» **Assignment**: I'd like every entry returned exactly as it is, with the images left out.

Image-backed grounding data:

[Start of Attachment]

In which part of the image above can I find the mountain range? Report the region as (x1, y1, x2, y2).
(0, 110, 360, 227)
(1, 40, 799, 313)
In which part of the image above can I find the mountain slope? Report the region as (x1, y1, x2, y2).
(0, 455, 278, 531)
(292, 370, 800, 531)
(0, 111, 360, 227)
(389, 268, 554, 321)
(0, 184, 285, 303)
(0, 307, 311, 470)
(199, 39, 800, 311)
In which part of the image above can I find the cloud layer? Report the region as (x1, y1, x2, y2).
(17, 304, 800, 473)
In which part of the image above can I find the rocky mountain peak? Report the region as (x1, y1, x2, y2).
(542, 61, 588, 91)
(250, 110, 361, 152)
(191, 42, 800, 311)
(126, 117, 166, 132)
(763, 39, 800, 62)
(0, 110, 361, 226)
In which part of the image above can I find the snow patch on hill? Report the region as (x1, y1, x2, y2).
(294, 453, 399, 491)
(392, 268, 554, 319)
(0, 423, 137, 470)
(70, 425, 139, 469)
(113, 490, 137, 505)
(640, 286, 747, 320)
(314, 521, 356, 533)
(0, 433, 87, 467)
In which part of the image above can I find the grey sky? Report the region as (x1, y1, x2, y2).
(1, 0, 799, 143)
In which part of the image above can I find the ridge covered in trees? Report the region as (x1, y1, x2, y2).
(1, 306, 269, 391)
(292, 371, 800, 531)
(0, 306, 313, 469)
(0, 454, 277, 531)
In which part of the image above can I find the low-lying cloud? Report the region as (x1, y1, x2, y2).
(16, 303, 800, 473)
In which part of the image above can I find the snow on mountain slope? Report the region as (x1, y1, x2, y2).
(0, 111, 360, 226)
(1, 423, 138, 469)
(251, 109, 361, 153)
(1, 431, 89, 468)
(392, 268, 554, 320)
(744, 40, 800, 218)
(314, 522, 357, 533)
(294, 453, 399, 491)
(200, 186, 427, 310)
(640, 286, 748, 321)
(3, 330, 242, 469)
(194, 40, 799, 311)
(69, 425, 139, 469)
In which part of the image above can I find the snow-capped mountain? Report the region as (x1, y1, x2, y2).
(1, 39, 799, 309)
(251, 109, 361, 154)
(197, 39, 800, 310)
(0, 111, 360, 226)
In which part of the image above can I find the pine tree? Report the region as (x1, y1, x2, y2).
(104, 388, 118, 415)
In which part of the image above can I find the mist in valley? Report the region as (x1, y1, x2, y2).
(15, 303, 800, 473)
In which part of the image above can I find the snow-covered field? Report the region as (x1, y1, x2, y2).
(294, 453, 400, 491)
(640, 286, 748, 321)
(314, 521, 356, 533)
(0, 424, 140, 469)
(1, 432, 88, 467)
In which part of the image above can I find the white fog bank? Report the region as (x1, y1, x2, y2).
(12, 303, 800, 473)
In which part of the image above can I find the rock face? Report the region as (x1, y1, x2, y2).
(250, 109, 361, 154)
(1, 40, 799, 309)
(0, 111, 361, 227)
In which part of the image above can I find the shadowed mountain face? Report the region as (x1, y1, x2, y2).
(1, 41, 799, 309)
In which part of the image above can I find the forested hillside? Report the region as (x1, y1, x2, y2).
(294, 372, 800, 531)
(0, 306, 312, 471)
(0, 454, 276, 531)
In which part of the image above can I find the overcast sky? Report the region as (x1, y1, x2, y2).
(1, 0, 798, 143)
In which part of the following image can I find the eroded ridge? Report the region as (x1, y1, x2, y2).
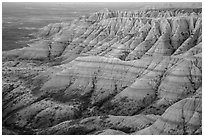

[End of Attachment]

» **Result of this task**:
In which part of the image above can I find the mountain range? Report the region as (x1, y1, x2, y2).
(0, 110, 360, 227)
(1, 40, 799, 313)
In which part of the image above can I find the mountain slope? Report the region as (x1, y1, x2, y2).
(0, 455, 278, 531)
(292, 370, 800, 531)
(0, 111, 360, 227)
(389, 268, 554, 321)
(0, 184, 285, 303)
(0, 307, 311, 470)
(199, 39, 800, 311)
In which part of the image above can I find the cloud layer? Report the region as (x1, y1, x2, y2).
(17, 304, 800, 473)
In which part of the image above can I find the rocky mountain peak? Report the region as (x1, y1, x2, y2).
(542, 61, 588, 91)
(250, 110, 361, 152)
(191, 42, 800, 311)
(126, 117, 166, 132)
(763, 39, 800, 62)
(0, 110, 361, 226)
In which part of the image above can I find the snow patch on hill? Report the region as (x1, y1, x2, y2).
(294, 453, 399, 491)
(392, 268, 554, 319)
(0, 423, 137, 470)
(70, 425, 139, 469)
(113, 490, 137, 505)
(640, 286, 747, 320)
(314, 521, 356, 533)
(0, 433, 87, 467)
In which part of the image above can I find the grey sky? Report the region as (x1, y1, x2, y2).
(1, 0, 799, 143)
In which part of the image above can I find the ridge covered in trees? Report the region as (x1, y1, x2, y2).
(1, 306, 269, 391)
(292, 371, 800, 531)
(0, 306, 313, 469)
(0, 454, 277, 531)
In which part of the image above can I find the low-lying cloud? Report the region as (x1, y1, x2, y2).
(16, 303, 800, 473)
In which part of the image above can I find the snow on mountain slope? Report the region as (x1, y1, x2, y2).
(0, 111, 360, 226)
(1, 423, 138, 469)
(251, 109, 361, 153)
(1, 431, 89, 468)
(392, 268, 554, 320)
(744, 40, 800, 218)
(314, 522, 357, 533)
(294, 453, 399, 491)
(200, 186, 427, 310)
(640, 286, 748, 321)
(3, 330, 242, 469)
(194, 40, 799, 311)
(69, 425, 139, 469)
In which part of the image above can I find the snow-capped mountain? Report the region as (x1, y1, x2, y2).
(1, 39, 799, 309)
(251, 109, 361, 154)
(197, 39, 800, 310)
(0, 111, 360, 226)
In which part of the image above can I find the pine tree? Report the region as (x1, y1, x2, y2).
(104, 388, 118, 415)
In which part of the image above can I find the mist in valley? Report the region as (x1, y1, x2, y2).
(15, 303, 800, 473)
In which part of the image above can I find the snow-covered field? Report the region as (x1, y1, x2, y2).
(294, 453, 400, 491)
(640, 286, 748, 321)
(314, 521, 356, 533)
(0, 424, 140, 469)
(1, 432, 88, 467)
In which part of the image above can I find the white fog bank? Report the region as (x1, y1, x2, y2).
(12, 303, 800, 473)
In which part of the image above can I find the rock face? Report the region as (x1, y1, x2, y2).
(250, 109, 361, 154)
(1, 40, 799, 309)
(0, 111, 361, 227)
In which part of the image above can I find the shadowed mountain face? Report the region as (x1, y1, x2, y2).
(1, 41, 799, 309)
In which part of the image above can I find the forested hillside? Report the region as (x1, y1, x2, y2).
(294, 372, 800, 531)
(0, 306, 312, 471)
(0, 454, 276, 531)
In which part of the image above can I find the overcast sky? Report the region as (x1, y1, x2, y2).
(1, 0, 798, 143)
In which part of the following image can I find the eroded ridge? Report the region as (x1, y1, x2, y2).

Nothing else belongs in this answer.